• [Brief]: Wherever the string "trace" appears in the entries below, return the line that holds it.

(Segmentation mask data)
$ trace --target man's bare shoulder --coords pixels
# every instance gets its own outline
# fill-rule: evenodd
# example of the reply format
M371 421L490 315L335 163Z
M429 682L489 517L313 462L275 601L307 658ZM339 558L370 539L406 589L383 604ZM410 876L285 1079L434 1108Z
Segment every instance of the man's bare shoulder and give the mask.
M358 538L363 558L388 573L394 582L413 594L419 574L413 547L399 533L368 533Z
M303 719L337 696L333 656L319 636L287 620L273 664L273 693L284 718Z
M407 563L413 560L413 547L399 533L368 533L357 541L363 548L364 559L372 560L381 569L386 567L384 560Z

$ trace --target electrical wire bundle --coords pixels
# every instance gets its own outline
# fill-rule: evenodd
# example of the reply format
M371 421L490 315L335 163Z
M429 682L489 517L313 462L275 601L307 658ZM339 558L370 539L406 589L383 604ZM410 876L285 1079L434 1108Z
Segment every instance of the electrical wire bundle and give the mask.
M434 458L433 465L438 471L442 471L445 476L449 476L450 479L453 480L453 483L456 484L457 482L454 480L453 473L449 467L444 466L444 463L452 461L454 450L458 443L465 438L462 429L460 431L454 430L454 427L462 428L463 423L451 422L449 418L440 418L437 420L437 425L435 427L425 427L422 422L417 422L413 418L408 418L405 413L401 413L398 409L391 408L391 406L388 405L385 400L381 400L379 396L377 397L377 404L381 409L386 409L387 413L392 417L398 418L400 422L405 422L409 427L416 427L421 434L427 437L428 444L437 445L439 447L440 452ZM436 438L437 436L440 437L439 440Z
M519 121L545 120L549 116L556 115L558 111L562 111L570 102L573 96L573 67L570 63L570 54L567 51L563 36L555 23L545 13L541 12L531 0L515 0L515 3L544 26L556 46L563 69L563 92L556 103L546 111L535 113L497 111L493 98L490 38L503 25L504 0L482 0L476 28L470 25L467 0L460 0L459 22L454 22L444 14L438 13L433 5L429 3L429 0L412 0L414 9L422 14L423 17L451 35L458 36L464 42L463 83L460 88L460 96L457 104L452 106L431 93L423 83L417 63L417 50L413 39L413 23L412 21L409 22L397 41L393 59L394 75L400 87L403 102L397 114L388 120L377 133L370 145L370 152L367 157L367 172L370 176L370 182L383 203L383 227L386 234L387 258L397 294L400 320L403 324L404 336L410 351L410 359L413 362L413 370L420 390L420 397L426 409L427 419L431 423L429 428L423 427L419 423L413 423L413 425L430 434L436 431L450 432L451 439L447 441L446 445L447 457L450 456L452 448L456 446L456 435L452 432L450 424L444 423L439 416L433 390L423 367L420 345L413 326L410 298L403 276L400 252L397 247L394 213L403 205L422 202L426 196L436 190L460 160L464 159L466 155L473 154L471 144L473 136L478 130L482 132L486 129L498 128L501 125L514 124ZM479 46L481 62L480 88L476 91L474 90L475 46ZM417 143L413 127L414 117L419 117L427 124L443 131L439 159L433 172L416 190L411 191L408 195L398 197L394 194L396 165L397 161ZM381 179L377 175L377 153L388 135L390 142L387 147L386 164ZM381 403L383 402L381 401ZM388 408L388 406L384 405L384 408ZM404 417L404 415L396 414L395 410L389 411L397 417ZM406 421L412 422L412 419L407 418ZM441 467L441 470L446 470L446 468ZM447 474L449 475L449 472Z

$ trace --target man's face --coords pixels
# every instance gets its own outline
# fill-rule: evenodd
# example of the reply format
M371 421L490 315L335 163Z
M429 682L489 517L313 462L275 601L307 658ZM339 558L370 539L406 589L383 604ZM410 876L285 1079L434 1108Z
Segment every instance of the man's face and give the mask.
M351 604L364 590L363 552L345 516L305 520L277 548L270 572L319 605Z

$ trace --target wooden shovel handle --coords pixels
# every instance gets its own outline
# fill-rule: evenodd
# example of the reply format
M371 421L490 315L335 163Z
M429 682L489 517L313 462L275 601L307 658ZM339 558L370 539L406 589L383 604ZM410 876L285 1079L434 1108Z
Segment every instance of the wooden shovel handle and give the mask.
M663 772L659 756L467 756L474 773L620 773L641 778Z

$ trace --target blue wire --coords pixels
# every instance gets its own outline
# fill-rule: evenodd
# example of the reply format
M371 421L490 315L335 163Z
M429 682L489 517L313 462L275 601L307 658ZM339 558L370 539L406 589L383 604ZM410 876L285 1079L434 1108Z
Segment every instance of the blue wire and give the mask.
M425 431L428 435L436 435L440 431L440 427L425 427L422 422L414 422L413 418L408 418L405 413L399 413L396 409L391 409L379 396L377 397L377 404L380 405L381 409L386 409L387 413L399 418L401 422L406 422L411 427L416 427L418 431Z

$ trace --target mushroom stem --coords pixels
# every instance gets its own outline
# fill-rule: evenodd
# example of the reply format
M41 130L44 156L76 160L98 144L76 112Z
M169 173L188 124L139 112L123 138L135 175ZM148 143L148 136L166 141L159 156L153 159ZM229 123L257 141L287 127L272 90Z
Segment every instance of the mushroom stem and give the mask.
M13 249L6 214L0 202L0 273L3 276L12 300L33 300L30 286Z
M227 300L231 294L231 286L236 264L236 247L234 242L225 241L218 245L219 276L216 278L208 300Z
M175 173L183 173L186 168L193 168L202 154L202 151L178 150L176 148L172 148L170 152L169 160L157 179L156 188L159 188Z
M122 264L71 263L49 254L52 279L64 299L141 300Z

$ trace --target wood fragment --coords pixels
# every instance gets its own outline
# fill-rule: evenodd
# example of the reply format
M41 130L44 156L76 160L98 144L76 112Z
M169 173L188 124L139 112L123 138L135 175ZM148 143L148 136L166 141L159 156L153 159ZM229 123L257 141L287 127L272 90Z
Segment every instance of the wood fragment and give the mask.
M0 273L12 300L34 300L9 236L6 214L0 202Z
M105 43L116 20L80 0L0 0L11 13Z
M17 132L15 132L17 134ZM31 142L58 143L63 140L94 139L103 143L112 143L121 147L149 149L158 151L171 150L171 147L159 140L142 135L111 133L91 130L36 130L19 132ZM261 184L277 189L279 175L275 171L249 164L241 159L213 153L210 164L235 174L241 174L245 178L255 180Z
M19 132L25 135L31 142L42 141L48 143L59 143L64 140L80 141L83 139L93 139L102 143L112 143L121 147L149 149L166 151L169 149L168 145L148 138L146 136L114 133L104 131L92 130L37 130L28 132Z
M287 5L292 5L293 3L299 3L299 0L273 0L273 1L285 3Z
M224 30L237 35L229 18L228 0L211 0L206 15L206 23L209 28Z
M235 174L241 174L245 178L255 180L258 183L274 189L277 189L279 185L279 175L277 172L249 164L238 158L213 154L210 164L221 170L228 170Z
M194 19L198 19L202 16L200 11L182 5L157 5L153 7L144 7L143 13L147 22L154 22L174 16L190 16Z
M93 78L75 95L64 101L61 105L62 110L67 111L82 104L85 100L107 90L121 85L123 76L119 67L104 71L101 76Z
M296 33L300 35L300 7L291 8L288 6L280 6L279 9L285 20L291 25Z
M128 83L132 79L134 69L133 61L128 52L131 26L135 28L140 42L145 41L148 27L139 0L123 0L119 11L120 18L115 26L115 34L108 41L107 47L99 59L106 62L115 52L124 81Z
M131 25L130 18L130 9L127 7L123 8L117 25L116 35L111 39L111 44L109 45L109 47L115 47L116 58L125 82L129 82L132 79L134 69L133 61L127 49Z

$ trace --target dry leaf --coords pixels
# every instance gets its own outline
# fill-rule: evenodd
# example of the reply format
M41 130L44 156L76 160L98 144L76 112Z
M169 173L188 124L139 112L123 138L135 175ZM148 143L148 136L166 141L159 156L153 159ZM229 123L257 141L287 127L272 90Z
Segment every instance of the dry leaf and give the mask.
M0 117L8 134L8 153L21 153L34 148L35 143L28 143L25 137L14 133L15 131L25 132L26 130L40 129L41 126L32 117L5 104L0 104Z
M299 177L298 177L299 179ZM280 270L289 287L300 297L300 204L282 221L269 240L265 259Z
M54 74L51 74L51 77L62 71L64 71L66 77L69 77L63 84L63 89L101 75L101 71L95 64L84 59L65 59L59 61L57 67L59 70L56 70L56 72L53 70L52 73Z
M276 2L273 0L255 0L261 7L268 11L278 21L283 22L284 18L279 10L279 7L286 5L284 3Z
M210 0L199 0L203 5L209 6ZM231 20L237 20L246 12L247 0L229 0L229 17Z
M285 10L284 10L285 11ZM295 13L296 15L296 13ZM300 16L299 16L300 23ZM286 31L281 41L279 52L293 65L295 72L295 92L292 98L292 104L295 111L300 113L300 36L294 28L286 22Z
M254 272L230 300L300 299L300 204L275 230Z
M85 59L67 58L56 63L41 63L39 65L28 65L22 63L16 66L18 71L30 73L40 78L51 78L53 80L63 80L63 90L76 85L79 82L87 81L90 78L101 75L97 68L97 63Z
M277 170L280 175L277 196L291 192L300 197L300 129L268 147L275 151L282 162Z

• [Problem solution]:
$ trace --target man's bare shoulder --coords pixels
$ trace --target electrical wire bundle --coords pixels
$ trace --target man's face --coords pixels
$ trace --target wooden shovel handle --coords pixels
$ trace --target blue wire --coords pixels
$ trace --target mushroom stem --coords pixels
$ trace --target wood fragment --coords pixels
$ trace --target dry leaf --coords pixels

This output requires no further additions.